> [TEXTAUSSCHNITT]:

****************

Christoph Schreier

Matthias Beckmann im Kunstmuseum Bonn

 

Skizzenbücher waren über Jahrhunderte gängige Begleiter nicht nur von Künstlern, sondern auch von künstlerischen Laien. Man bedient sich ihrer um Eindrücke und Erfahrungen festzuhalten, eine Aufgabe, die später vom mechanischen Reproduktionsmedium der Fotografie übernommen wurde. Entsprechend rar sind sie geworden, jene Skizzenbücher wie sie der 1965 in Amberg geborene und heute in Köln lebende Zeichner Matthias Beckmann in den letzten Jahren vollendet hat. Sie dokumentieren Entdeckungsreisen mit dem Bleistift, die, statt auf das fertige Werk zu zielen, einen Prozess der Aneignung veranschaulichen. Zeichnung vergegenwärtigt solchermaßen die Frische einer ersten Begegnung, einer spontanen, visuell gesteuerten Auseinandersetzung, zu deren Objekt seit einiger Zeit auch das Museum und die in ihm verwahrte Kunst wurde. So besuchte Beckmann im Jahr 2001 das Musée National d`Art Moderne im Centre Georges Pompidou in Paris, wo eine ganze Serie von Zeichnungen entstand. Im Stile einer reinen, nicht näher - etwa durch Schraffuren - ausdifferenzierten Linienkunst schildert Beckmann die Begegnung mit Werken der Moderne. Charakteristischerweise stehen diese niemals für sich selbst. Sie sind vielmehr Objekte einer Rezeption, die sich in Gestalt der im Bild auftauchenden Betrachterin konkretisiert. In diesem Sinne geht es Beckmann nicht um eine reine Dokumentation, eine eins zu eins Umsetzung von etwas Gesehenen. Statt dessen definiert sich Zeichnung für ihn als Produkt einer gleichermaßen sensiblen wie intelligenten Wahrnehmung, die über ein nur registrierendes  Sehen weit hinausgeht.

****************

[Datenelemente]
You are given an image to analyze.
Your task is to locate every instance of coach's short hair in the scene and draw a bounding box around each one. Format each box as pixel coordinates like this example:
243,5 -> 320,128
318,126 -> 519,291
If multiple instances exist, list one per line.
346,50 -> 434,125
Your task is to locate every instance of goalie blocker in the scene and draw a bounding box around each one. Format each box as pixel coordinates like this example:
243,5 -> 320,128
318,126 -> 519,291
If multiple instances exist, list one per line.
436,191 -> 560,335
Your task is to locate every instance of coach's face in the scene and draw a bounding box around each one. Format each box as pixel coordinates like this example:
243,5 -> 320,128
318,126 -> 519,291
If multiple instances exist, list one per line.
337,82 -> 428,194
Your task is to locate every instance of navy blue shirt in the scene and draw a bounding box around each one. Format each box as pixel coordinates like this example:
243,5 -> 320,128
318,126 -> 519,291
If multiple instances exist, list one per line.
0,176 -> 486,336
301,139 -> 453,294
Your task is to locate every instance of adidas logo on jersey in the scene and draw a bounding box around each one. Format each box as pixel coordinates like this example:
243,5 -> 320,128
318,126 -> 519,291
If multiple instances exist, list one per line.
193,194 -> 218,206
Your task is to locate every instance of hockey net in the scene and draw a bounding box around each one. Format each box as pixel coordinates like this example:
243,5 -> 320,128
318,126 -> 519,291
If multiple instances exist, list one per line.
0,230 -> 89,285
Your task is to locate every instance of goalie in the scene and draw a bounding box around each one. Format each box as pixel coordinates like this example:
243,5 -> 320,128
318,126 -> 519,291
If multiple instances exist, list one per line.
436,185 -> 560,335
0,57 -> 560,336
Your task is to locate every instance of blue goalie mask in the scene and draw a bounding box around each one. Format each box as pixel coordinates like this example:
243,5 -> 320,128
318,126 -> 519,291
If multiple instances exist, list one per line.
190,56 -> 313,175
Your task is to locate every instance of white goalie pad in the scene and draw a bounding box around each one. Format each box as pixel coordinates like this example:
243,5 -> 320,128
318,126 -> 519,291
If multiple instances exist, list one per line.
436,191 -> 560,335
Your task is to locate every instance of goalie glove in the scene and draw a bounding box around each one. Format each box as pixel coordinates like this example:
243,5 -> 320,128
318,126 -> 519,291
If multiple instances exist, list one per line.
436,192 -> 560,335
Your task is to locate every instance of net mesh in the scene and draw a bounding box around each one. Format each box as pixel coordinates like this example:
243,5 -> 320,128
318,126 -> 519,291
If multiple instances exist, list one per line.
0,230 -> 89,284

****************

> [AUFGABE A]: Wie lässt sich der Absatz „Skizzenbücher waren über Jahrhunderte …“ im Textausschnitt über Matthias Beckmann als knappe Stichpunktliste wiedergeben, ohne seine wesentlichen Aussagen zu verlieren?
> [AUFGABE B]: Kannst du den Textausschnitt über Matthias Beckmanns Zeichnungen im Anschluss an seinen letzten Satz weiterführen?

> [ANTWORTBEREICH A]:
- Skizzenbücher begleiteten jahrhundertelang Künstler und Laien, um Eindrücke und Erfahrungen festzuhalten. Diese Aufgabe übernahm später die Fotografie.
- Skizzenbücher, wie sie Matthias Beckmann (geboren 1965 in Amberg, lebt in Köln) in den letzten Jahren vollendet hat, sind deshalb selten geworden.
- Sie dokumentieren Entdeckungsreisen mit dem Bleistift. Diese zielen nicht auf ein fertiges Werk, sondern zeigen einen Prozess der Aneignung und die Frische einer ersten Begegnung.
- Seit einiger Zeit sind auch das Museum und die darin verwahrte Kunst Gegenstand seiner Zeichnungen.
- 2001 entstand im Musée National d'Art Moderne im Centre Georges Pompidou in Paris eine ganze Serie von Zeichnungen.
- In reiner Linienkunst ohne Schraffuren schildert Beckmann die Begegnung mit Werken der Moderne.
- Die Werke stehen nie für sich selbst. Sie sind Objekte einer Rezeption, die sich in einer im Bild auftauchenden Betrachterin konkretisiert.
- Beckmann geht es nicht um reine Dokumentation. Zeichnung ist für ihn Produkt einer sensiblen wie intelligenten Wahrnehmung, die weit über bloß registrierendes Sehen hinausgeht.

> [ANTWORTBEREICH B]:
Dies manifestiert sich auch anhand der Skizzen, die im Frühjahr 2002 im Kunstmuseum Bonn entstanden. Sie zeigen den wachen Blick eines exemplarischen Besuchers, der seine Aufmerksamkeit durch die Räume flanierend mal der Architektur von Axel Schultes, dann aber auch einzelnen Objekten zuwendet. So skizziert er den "Filzanzug" von Joseph Beuys sowohl aus der Distanz als auch in Nahsicht, so dass man fast von einer filmischen Fokussierung sprechen könnte. In jedem Fall wird der individuelle Prozess der Annäherung nachvollziehbar, in dessen Verlauf das Gesehene zum Wahrgenommenen wird, das heißt in den eigenen Erfahrungsschatz eingeht. Auf diese Weise repräsentiert Beckmanns Skizzenband mehr als eine visuelle Inventur des Kunstmuseums Bonn im zehnten Jahr seines Einzugs in den Bau von Axel Schultes, es thematisiert weitergreifend auch eine Hermeneutik der Kunsterfahrung, die nicht nur die Fremdheit des Kunstwerks überwindet, sondern dieses zu einem Teil unseres Erlebens, unseres Selbst macht.